___ PROVIDED RECORDS

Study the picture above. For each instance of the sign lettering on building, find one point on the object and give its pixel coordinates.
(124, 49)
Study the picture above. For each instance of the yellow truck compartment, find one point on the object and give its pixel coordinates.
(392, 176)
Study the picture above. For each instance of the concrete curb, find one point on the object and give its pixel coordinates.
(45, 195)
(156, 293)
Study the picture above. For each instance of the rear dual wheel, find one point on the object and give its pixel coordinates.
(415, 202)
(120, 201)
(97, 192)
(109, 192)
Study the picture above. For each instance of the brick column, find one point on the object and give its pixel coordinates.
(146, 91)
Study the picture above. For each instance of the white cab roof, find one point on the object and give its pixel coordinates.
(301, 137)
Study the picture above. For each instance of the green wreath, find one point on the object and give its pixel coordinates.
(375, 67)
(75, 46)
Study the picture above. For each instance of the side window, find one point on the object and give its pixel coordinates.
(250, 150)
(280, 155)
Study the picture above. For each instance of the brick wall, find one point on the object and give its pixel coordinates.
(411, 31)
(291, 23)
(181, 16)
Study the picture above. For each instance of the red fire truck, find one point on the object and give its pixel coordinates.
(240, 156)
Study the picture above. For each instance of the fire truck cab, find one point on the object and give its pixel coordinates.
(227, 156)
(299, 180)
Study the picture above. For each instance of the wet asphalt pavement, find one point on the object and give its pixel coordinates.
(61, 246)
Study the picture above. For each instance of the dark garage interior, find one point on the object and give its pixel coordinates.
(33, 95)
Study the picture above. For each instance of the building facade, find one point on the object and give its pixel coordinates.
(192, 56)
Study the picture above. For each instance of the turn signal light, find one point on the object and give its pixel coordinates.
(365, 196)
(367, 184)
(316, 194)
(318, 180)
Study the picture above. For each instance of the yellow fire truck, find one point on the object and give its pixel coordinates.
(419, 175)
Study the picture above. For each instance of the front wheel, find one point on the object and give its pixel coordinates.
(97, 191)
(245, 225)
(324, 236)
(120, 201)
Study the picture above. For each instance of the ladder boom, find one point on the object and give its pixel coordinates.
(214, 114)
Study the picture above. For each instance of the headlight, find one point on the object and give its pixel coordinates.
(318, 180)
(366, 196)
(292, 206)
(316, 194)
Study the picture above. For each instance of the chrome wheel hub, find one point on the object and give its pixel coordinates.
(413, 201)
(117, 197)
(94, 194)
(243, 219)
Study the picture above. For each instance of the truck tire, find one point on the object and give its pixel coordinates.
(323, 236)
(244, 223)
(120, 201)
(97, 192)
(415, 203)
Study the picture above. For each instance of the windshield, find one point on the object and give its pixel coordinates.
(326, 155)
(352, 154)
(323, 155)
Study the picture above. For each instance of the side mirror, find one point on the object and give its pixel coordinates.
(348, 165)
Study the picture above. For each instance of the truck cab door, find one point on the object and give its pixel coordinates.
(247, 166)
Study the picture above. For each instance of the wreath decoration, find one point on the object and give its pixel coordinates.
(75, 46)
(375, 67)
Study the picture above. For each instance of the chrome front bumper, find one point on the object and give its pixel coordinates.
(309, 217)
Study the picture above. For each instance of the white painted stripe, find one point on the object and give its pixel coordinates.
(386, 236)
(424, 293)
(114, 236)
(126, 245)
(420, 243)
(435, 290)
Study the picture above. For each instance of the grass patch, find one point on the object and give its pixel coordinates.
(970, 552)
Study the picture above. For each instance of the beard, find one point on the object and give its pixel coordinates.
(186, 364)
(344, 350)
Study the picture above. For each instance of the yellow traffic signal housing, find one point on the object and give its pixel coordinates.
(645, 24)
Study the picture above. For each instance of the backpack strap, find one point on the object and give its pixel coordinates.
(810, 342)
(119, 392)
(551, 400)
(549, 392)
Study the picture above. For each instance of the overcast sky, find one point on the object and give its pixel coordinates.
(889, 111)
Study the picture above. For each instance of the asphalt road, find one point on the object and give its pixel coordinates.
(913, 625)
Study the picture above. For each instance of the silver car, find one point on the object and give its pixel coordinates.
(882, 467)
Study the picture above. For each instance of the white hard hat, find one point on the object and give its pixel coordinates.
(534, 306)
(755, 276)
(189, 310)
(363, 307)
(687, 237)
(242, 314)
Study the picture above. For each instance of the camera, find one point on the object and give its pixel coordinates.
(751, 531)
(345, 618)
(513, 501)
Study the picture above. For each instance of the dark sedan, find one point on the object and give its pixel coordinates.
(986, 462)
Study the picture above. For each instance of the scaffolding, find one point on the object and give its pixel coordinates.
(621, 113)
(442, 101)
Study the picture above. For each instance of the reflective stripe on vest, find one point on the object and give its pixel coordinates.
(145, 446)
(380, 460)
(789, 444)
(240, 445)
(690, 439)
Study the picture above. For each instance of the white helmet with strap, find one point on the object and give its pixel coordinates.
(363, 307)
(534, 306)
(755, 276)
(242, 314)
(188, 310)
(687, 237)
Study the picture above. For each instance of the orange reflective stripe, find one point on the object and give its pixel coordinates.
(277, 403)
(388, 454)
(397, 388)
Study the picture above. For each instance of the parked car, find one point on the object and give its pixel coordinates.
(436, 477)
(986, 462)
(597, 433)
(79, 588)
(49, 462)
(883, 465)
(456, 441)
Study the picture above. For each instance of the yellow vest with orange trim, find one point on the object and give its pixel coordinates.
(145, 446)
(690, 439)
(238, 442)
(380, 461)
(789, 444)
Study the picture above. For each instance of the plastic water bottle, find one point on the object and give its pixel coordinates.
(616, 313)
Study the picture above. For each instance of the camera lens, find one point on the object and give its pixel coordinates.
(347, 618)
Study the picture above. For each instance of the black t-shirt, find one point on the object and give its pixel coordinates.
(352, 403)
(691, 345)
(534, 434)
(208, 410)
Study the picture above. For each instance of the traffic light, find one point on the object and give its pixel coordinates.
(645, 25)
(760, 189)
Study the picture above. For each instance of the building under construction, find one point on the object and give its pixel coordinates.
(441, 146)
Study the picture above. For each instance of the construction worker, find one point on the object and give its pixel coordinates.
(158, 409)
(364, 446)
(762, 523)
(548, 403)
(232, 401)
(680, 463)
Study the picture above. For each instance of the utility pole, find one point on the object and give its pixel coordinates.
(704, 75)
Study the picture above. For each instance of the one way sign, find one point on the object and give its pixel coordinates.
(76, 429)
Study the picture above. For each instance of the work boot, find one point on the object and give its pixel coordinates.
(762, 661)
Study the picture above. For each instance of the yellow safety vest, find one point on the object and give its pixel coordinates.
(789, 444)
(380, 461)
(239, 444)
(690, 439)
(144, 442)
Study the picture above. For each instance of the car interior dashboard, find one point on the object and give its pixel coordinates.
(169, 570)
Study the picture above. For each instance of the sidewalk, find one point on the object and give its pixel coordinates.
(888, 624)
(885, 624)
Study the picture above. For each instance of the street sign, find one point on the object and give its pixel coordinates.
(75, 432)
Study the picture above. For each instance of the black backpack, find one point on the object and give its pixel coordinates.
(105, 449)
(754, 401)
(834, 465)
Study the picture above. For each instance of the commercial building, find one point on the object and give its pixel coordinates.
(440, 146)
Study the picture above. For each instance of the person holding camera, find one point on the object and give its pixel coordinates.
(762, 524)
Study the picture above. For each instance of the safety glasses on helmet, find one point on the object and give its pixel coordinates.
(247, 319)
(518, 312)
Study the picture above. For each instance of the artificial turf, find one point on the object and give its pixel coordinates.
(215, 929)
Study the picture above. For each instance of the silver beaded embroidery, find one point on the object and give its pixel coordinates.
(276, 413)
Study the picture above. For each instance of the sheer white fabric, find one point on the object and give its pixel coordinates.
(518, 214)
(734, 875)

______

#### EXERCISE GOAL
An exact transcription of all the records is needed.

#### EXERCISE RESULT
Study the picture above. For each instance of the sign lettering on building, find one point on the object and give its pixel coordinates.
(124, 49)
Study the picture above. For each instance of the yellow truck compartment, find one point on the object and give its pixel coordinates.
(392, 176)
Study the picture above. For each instance of the concrete curb, find one point on the object and give its pixel coordinates.
(45, 195)
(156, 293)
Study the picture above. For each instance of the rear dual wheel, find one point on the object and give its pixel coordinates.
(415, 202)
(120, 201)
(97, 192)
(109, 192)
Study the picture above. For each instance of the brick column, find one point on the object and give its pixel coordinates.
(146, 91)
Study the picture above. For each instance of the white cab roof, find one point on the object and give its pixel coordinates.
(301, 137)
Study the picture above. For each instance of the green wreath, find one point on the object and give its pixel coordinates.
(375, 67)
(75, 46)
Study the picture above. For each instance of the side window, find one point on the object and give its pixel coordinates.
(250, 150)
(280, 155)
Study the picture above. For each instance of the brick wall, find one point on the object and give its pixel coordinates.
(411, 31)
(291, 23)
(181, 16)
Study the picture above. For each instance of the red fire truck, find one point on the object and give its pixel coordinates.
(240, 156)
Study the picture above. For each instance of the fire truck cab, find one point on the object and give its pixel coordinates.
(227, 156)
(299, 180)
Study the picture above. For each instance of the wet asphalt pavement, find one point on the object and give its pixel coordinates.
(61, 246)
Study the picture above. For each instance of the dark garage interior, find one point on the object and give its pixel coordinates.
(33, 95)
Study the picture above. For each instance of the building facade, find one point on the object and give its pixel coordinates.
(192, 56)
Study the picture above. For each instance of the turn signal light, find one point on the object and give its pixel coordinates.
(365, 196)
(367, 184)
(316, 194)
(318, 180)
Study the picture above. For each instance of the yellow fire truck, find one point on the object and give its pixel coordinates.
(419, 175)
Study the picture above. For each instance of the front wheel, find one point on the object and give its pixel coordinates.
(97, 191)
(245, 225)
(324, 236)
(120, 201)
Study the picture above. For each instance of the ladder boom, find one point on the object and give its pixel coordinates.
(214, 114)
Study the picture above. For each instance of the headlight, find one point on the object and give its pixel coordinates.
(318, 180)
(366, 196)
(292, 206)
(316, 194)
Study the picture above. For each instance of the chrome wheel hub, find one point on the object and give its pixel coordinates.
(413, 201)
(117, 197)
(94, 194)
(243, 219)
Study the picture above. For each instance of the truck tire, find one point on the object and give its pixel coordinates.
(323, 236)
(244, 223)
(120, 201)
(97, 192)
(415, 203)
Study the picture above. For each instance of the windshield, find one point on the object and give its pixel coordinates.
(326, 155)
(352, 154)
(323, 155)
Study the picture above. For each instance of the side mirror, find one point on the object and give its pixel coordinates.
(348, 165)
Study the picture above. For each instance of the truck cab door, find one point on the object and give its pixel coordinates.
(247, 166)
Study the picture above. For each instance of the wreath decoration, find one point on the object and give its pixel coordinates.
(75, 46)
(375, 67)
Study the picture above. For each instance of the chrome front bumper, find one point on the object and give its pixel coordinates.
(309, 217)
Study the picture above. For each instance of the white painted stripe, find one point on the object and give its pixel coordinates.
(386, 236)
(424, 293)
(114, 236)
(126, 245)
(420, 243)
(435, 290)
Study the picture above. For each instance of the grass patch, find one point on the object and give its pixel coordinates.
(970, 552)
Study the picture above. For each instance of the beard, find one point on the object and give its pixel coordinates.
(186, 364)
(344, 350)
Study the picture above. For each instance of the yellow traffic signal housing, find one point on the object and give its pixel coordinates.
(645, 24)
Study the picture above. For each instance of the backpack strap, find one point on the object and give its pixel coordinates.
(810, 342)
(119, 392)
(551, 400)
(549, 392)
Study the picture above. For each instance of the overcast sky, find one point on the object and give its pixel coordinates.
(889, 111)
Study the picture above. For each instance of the asphalt road, find one point on the object and give its pixel coordinates.
(913, 625)
Study the picture above. For each instance of the silver car, find one point on the object and give its pixel coordinates.
(882, 467)
Study the picture above. For each instance of the white hard hat, find one point on the object and give its pixel coordinates.
(534, 306)
(755, 276)
(189, 310)
(363, 307)
(687, 237)
(242, 314)
Study the picture above. For each instance of the camera, find one point on the object and give its pixel coordinates.
(751, 531)
(345, 618)
(513, 501)
Study the picture above. For each instance of the dark sedan, find one point on the object and give its pixel coordinates.
(986, 462)
Study the picture above. For each instance of the scaffolding, find one point on the object and give its pixel coordinates.
(621, 113)
(442, 101)
Study the picture above. For each instance of the reflective stripe on vest, find one point on the object and give its pixel coordinates.
(145, 446)
(380, 460)
(789, 444)
(240, 445)
(690, 439)
Study the picture above. For each instance of the white helmet with strap, find one point on the object and give its pixel coordinates.
(363, 307)
(534, 306)
(755, 276)
(242, 314)
(188, 310)
(687, 237)
Study the picture above. For each instance of the orange reflective stripe, find one point on the object and give its pixel coordinates.
(277, 403)
(388, 454)
(397, 388)
Study the picture above. For each instance of the parked car, find one point on the object and give its pixel coordinates.
(436, 477)
(986, 462)
(597, 433)
(79, 588)
(49, 462)
(883, 465)
(456, 441)
Study the picture above. For each instance of the yellow vest with orange trim, find one point on the object and give its pixel coordinates.
(145, 446)
(690, 439)
(238, 442)
(380, 461)
(789, 444)
Study the picture above. For each instance of the plastic water bottle, find one point on the object and give its pixel coordinates.
(616, 313)
Study the picture above. For each instance of the camera lens, find one point on the object and give its pixel coordinates.
(347, 618)
Study the picture above. For each instance of the black t-shirt, find one point on the object and give its pixel coordinates.
(352, 403)
(691, 345)
(534, 434)
(208, 410)
Study the picture above. For each instance of the traffic light, find one point on the object and give its pixel coordinates.
(645, 25)
(760, 189)
Study the picture above. For each instance of the building under construction, find one point on the object and give its pixel coordinates.
(441, 146)
Study the picture above. For each instance of the construction worker, find one point on the object and give its pixel coordinates.
(158, 409)
(364, 446)
(762, 523)
(548, 403)
(232, 401)
(680, 463)
Study the picture above. For each instance of the utility pole, find one point on the object and give its pixel coordinates.
(704, 75)
Study the picture above. For each instance of the one way sign, find one point on the object and give its pixel coordinates.
(76, 429)
Study the picture above. For each instance of the work boot, find one point on the object and give its pixel coordinates.
(762, 661)
Study the picture above. For each instance of the yellow safety vest, find one point on the object and give its pixel coordinates.
(789, 444)
(380, 461)
(239, 444)
(690, 439)
(144, 442)
Study the picture above. For each instance of the car interior dashboard, find one point on the object and give its pixel coordinates.
(169, 570)
Study the picture above. For each instance of the sidewalk, find one point on the object and give its pixel coordinates.
(888, 624)
(885, 624)
Study the picture above. For each instance of the street sign, find one point on the object and give its pixel coordinates.
(75, 432)
Study the picture above. For each instance of the black backpack, find one point on the object and give its pixel coordinates.
(105, 449)
(754, 401)
(834, 465)
Study the picture above. For each instance of the commercial building, find one point on the object and give its pixel coordinates.
(440, 146)
Study the picture above. For each instance of the person holding camera, find one point on the object and give its pixel coordinates.
(762, 524)
Study the picture above. For each instance of the safety glasses on helmet, find one point on the object and give its pixel coordinates.
(247, 319)
(518, 312)
Study the picture above. For each instance of the artificial turf, find one point on the object and give its pixel coordinates.
(215, 929)
Study the picture above. For each instance of the silver beaded embroidery, find one point on the object and give its pixel coordinates.
(276, 413)
Study the picture above. For each instance of the sheer white fabric, find one point on the object and give its pixel coordinates.
(518, 214)
(734, 875)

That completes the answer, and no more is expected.